What you should do:
Below is a block of records; please copy all of them exactly.

Dataset entries:
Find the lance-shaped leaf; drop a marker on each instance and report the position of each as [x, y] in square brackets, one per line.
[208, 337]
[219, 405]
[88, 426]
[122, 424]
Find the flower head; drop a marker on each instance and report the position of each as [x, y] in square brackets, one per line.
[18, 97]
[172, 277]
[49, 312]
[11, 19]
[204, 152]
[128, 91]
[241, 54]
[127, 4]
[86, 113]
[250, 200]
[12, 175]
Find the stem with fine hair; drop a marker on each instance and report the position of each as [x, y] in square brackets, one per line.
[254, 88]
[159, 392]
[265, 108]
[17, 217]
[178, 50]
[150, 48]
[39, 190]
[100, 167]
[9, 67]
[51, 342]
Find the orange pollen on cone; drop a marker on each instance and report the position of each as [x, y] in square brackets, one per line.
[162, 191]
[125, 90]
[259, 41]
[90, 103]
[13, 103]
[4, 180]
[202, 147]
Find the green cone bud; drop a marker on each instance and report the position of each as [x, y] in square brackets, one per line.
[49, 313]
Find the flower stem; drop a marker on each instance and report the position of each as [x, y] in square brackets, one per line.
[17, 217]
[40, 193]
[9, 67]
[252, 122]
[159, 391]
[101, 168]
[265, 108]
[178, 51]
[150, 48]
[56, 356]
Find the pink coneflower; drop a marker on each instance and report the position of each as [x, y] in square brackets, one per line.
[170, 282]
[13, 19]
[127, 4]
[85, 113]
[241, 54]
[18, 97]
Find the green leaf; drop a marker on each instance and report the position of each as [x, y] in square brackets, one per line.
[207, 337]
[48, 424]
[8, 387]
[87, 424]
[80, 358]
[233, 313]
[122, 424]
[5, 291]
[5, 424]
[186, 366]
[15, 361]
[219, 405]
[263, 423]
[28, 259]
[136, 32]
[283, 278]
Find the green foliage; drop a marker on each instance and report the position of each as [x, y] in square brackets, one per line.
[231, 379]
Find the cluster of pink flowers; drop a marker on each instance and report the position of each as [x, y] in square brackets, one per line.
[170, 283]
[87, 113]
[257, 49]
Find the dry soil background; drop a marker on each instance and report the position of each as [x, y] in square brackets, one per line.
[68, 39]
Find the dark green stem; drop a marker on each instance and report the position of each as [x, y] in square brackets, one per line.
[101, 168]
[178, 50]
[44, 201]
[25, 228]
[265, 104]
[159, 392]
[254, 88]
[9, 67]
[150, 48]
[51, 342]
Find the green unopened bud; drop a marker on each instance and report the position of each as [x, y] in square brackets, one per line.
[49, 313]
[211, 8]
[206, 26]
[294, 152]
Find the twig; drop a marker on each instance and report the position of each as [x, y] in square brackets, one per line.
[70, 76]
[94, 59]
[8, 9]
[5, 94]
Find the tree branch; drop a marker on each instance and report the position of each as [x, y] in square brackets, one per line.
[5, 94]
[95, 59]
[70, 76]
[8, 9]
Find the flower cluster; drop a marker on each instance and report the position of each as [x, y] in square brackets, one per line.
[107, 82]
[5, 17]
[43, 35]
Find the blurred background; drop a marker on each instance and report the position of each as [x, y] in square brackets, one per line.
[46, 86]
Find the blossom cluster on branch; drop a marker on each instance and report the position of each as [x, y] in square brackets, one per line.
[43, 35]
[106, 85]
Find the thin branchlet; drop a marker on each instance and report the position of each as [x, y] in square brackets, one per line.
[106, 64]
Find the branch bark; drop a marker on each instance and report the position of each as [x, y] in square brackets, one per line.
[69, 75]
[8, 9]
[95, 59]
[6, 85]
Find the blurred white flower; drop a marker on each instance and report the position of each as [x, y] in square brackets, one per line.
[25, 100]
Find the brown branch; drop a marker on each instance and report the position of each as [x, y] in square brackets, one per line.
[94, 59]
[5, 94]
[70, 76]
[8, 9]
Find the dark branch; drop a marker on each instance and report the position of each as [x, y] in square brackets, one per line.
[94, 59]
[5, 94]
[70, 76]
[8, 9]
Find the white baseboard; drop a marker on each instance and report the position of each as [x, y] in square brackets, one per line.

Response below:
Find the lance-shaped leaf; drop a marker on each instance and report the position of each as [x, y] in square brackets, one per line.
[208, 337]
[219, 405]
[88, 426]
[122, 424]
Find the flower head; drop a marker on each instance and report the position of each as [x, y] in square brackets, one per line.
[18, 97]
[172, 277]
[49, 312]
[11, 19]
[204, 152]
[128, 91]
[241, 54]
[127, 4]
[86, 113]
[250, 200]
[12, 175]
Find the stem with fine hair; drop a marker on each instance and report the position of each as [x, y] in square brackets, one per line.
[254, 88]
[159, 392]
[265, 108]
[17, 217]
[178, 50]
[150, 48]
[39, 190]
[100, 167]
[9, 67]
[51, 342]
Find the orange pollen on cone; drop a marker on each instance and report the position of each as [x, y] in square brackets, one per line.
[162, 191]
[125, 90]
[259, 41]
[90, 103]
[13, 103]
[4, 180]
[202, 147]
Find the green cone bud; drop a marker on each instance and report the position of each as [x, y] in square brackets, one per line.
[49, 313]
Find the flower stem; drop a marker on each instance and report the position of each as [x, y] in square brackets, one per line.
[17, 217]
[40, 193]
[9, 67]
[252, 122]
[159, 391]
[101, 168]
[265, 108]
[178, 51]
[150, 48]
[56, 356]
Find the pink coneflower; drop a marker on each instance and report the position of each as [x, y] in square brackets, one per line.
[170, 282]
[13, 19]
[127, 4]
[85, 113]
[241, 54]
[18, 97]
Find the green leaf; drop a marker on each instance and report the position of each as [x, y] in square brackets, one per line.
[207, 337]
[48, 424]
[8, 387]
[87, 424]
[80, 358]
[233, 313]
[122, 424]
[5, 291]
[5, 424]
[186, 366]
[15, 361]
[219, 405]
[263, 423]
[28, 259]
[136, 32]
[283, 278]
Find the green foliage; drop a marker on each instance and report the position of each as [x, y] in square brackets, one per line.
[231, 379]
Find the cluster of pink flowers; drop a marker on each instance and report the position of each as [x, y] in square brackets, one per line.
[170, 283]
[87, 113]
[257, 49]
Find the dry soil background; drop a marker on each instance and report the position of each as [x, y] in square brackets, one per line.
[68, 39]
Find the dark green stem; drop a marker on each instance and report the position of each as [x, y] in square brackets, one per line.
[101, 168]
[178, 50]
[44, 201]
[25, 228]
[265, 104]
[159, 392]
[254, 88]
[9, 67]
[150, 48]
[51, 342]
Find the green unopened bud; drop a marker on each instance and report the position of each as [x, y] in square brackets, one per line.
[49, 313]
[211, 8]
[206, 26]
[294, 152]
Find the twig; drop a marker on each instance and report the position of each as [x, y] in square brackets, one per line.
[70, 76]
[94, 59]
[8, 9]
[5, 94]
Find the tree branch; drop a marker on each instance and report the position of each as [x, y] in square brackets, one per line.
[5, 94]
[95, 59]
[70, 76]
[8, 9]
Find the flower cluster; drop a marker on each instance and report the position of each as [x, y] in square brackets, one per line.
[107, 82]
[5, 17]
[43, 35]
Find the blurred background; drop a marker on each instance and report the position of each as [x, y] in square brackets, one per line.
[46, 86]
Find the blossom cluster on branch; drop a marker on each instance and report the position of each as [x, y] in square brackets, one per line.
[43, 35]
[106, 85]
Find the thin branchlet; drop a marker on each instance and report the position of each as [x, y] in square brackets, one per line.
[106, 64]
Find the branch bark; drop a marker on each instance and report the position of each as [x, y] in square brackets, one per line.
[69, 75]
[8, 9]
[95, 59]
[6, 85]
Find the blurred white flower; drop a marker on each instance and report the position of each as [x, y] in square brackets, one per line.
[25, 100]
Find the brown branch; drop a marker on each instance and report the position of each as [x, y] in square brackets, one per line.
[94, 59]
[5, 94]
[70, 76]
[8, 9]
Find the dark branch; drop a marker on each instance and report the position of each as [x, y] in square brackets, one per line.
[94, 59]
[5, 94]
[70, 76]
[8, 9]
Find the white baseboard; drop a marker on each instance and report the position of each as [x, y] in square brackets, one per line.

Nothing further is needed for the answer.